• [PAGE EXCERPT]
——

The Vienna-based trio - Aaron Maria Steiner (keys, sampling, lights), Michael Naphegyi (drums, toys, electronics), and Joachim Huber (bass, tiny machines) - crafts what they call "electrified jazz". But this moniker feels insufficient for the labyrinth of moods, genres, and futurescapes mapped across the album’s two halves. Imagine Sun Ra’s Arkestra docking with Kraftwerk in a biomechanical utopia where Philip K. Dick pens the liner notes.

The album’s first picture is a wistful celebration of a posthuman world, where humanity’s obsolescence hums with pastel nostalgia. Tracks like “A Monolith’s Dream” and “Skeleton Dance” blend retro sci-fi synths with lo-fi grooves, evoking the grainy charm of forgotten VHS tapes of tomorrow. There’s a sly kitschiness here, but it’s wielded with intention, as if the monolith has been watching too many Kubrick films and taken up DJing. The standout, “Earth Tape”, layers celestial arpeggios over languid rhythms, while “Dawn” closes the chapter in a luminous exhale, as if heralding a sunrise no human eyes will ever see.

——

• [THE DATA]
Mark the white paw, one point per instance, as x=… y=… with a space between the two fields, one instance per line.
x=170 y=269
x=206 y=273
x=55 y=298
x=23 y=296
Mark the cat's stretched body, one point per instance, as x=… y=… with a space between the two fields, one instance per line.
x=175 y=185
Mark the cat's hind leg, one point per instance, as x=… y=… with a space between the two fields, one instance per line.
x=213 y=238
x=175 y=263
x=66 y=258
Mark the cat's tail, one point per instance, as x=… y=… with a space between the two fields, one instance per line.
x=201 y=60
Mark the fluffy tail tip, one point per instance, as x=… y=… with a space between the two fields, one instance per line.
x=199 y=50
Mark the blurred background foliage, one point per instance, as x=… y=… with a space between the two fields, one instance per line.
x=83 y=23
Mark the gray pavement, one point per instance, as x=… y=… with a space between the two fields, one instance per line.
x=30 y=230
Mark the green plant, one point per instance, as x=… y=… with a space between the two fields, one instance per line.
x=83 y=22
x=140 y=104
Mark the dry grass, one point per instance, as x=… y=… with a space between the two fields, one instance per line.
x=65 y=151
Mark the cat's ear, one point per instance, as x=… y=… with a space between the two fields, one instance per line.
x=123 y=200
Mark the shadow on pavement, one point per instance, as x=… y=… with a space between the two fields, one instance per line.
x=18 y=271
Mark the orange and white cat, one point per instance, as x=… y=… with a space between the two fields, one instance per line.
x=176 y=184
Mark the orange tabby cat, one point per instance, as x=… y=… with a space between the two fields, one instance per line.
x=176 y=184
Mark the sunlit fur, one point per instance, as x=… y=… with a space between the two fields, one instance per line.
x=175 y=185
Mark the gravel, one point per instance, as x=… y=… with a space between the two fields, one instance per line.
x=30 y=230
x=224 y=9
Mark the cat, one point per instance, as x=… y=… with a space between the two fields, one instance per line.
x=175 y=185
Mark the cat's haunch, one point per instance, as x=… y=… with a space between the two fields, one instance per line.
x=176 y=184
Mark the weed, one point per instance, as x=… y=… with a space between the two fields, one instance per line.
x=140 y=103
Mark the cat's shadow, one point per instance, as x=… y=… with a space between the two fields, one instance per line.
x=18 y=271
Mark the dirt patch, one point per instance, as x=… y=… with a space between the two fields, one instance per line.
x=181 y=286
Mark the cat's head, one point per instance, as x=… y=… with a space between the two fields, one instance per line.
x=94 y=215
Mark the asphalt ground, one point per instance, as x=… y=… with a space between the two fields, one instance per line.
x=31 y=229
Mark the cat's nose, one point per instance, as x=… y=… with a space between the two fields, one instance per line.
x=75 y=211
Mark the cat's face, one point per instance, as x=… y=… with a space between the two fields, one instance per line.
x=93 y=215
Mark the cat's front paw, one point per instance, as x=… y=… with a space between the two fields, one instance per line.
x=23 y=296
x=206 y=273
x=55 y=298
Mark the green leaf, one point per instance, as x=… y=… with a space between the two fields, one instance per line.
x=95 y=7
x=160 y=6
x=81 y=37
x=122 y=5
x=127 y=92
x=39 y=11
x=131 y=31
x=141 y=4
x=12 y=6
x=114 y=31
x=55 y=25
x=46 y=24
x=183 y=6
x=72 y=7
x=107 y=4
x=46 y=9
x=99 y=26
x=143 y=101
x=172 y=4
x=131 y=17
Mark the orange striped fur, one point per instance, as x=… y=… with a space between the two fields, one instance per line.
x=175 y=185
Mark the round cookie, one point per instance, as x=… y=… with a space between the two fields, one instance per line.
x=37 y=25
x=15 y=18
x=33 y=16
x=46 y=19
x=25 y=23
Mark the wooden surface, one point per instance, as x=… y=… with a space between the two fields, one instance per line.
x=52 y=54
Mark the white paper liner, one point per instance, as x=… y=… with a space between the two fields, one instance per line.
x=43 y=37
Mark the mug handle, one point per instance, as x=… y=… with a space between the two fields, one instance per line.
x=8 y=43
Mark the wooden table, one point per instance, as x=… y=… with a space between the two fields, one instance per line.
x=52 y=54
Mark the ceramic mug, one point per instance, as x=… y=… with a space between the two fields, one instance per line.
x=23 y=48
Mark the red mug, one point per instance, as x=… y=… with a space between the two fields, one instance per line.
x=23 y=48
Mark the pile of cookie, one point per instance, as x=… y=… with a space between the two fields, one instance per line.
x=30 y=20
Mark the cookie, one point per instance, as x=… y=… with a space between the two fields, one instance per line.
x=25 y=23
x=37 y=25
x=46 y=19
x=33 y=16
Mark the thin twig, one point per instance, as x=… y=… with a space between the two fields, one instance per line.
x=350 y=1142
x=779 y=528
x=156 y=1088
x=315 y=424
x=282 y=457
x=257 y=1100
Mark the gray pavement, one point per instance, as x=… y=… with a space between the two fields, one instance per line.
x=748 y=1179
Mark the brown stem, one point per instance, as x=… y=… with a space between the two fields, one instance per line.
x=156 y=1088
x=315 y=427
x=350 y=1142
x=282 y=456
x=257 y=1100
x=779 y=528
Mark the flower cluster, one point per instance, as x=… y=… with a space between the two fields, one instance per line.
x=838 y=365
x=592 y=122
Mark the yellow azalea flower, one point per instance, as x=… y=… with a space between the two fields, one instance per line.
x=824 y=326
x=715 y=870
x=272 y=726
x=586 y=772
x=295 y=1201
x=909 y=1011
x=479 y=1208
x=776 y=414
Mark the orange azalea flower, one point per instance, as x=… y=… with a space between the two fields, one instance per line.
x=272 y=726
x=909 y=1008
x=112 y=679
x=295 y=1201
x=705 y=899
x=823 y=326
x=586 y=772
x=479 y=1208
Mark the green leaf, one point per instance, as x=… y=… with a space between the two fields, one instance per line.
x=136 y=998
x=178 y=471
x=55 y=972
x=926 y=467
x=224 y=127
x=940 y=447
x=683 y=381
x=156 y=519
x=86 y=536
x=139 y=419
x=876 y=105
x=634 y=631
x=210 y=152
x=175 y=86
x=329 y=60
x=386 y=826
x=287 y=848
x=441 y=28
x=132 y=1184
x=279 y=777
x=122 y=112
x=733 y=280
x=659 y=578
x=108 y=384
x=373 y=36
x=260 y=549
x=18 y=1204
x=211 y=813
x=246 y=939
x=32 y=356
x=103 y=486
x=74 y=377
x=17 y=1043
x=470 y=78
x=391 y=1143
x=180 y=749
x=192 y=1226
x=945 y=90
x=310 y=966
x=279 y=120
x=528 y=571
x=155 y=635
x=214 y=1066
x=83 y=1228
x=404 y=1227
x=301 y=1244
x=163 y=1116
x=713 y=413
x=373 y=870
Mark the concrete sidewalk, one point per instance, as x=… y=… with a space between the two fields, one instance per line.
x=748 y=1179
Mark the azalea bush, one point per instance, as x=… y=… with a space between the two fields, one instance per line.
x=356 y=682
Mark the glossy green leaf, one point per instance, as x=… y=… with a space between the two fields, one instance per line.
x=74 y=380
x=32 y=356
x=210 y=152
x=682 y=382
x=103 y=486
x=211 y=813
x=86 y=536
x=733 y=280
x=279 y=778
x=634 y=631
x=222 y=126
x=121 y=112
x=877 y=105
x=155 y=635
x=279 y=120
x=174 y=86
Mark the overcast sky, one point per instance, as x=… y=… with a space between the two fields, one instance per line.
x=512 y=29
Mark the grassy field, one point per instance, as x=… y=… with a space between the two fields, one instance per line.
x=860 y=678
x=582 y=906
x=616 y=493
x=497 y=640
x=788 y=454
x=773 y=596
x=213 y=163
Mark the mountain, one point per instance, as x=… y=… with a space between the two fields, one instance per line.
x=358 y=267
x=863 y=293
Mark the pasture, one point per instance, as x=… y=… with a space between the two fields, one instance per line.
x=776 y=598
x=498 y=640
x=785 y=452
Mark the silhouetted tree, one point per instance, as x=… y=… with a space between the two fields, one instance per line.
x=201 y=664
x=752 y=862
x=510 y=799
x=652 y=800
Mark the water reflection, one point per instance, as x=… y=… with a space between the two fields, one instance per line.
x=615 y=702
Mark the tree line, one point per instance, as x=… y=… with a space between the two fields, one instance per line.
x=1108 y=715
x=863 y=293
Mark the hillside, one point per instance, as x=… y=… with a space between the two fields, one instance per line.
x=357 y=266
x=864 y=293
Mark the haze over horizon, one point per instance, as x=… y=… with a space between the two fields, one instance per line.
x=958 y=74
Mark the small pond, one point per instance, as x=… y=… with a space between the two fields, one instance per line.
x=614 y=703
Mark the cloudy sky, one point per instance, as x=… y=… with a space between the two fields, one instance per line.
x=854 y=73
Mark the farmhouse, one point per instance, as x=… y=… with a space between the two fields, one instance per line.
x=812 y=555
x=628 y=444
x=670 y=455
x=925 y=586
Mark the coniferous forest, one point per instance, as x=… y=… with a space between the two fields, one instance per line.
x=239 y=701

——

• [WRITTEN REQUEST 1]
In the album review, update the passage starting at "The Vienna-based trio" and ending at "the liner notes." so that "trio" becomes "ensemble".
• [WRITTEN REQUEST 2]
Rewrite the entries starting at the line that contains "Mark the coniferous" and ending at the last line of the entries, and add 29 to every coordinate in the answers.

• [WRITTEN RESPONSE 1]
The Vienna-based ensemble - Aaron Maria Steiner (keys, sampling, lights), Michael Naphegyi (drums, toys, electronics), and Joachim Huber (bass, tiny machines) - crafts what they call "electrified jazz". But this moniker feels insufficient for the labyrinth of moods, genres, and futurescapes mapped across the album’s two halves. Imagine Sun Ra’s Arkestra docking with Kraftwerk in a biomechanical utopia where Philip K. Dick pens the liner notes.

• [WRITTEN RESPONSE 2]
Mark the coniferous forest, one point per instance, as x=… y=… with a space between the two fields, one instance per line.
x=268 y=730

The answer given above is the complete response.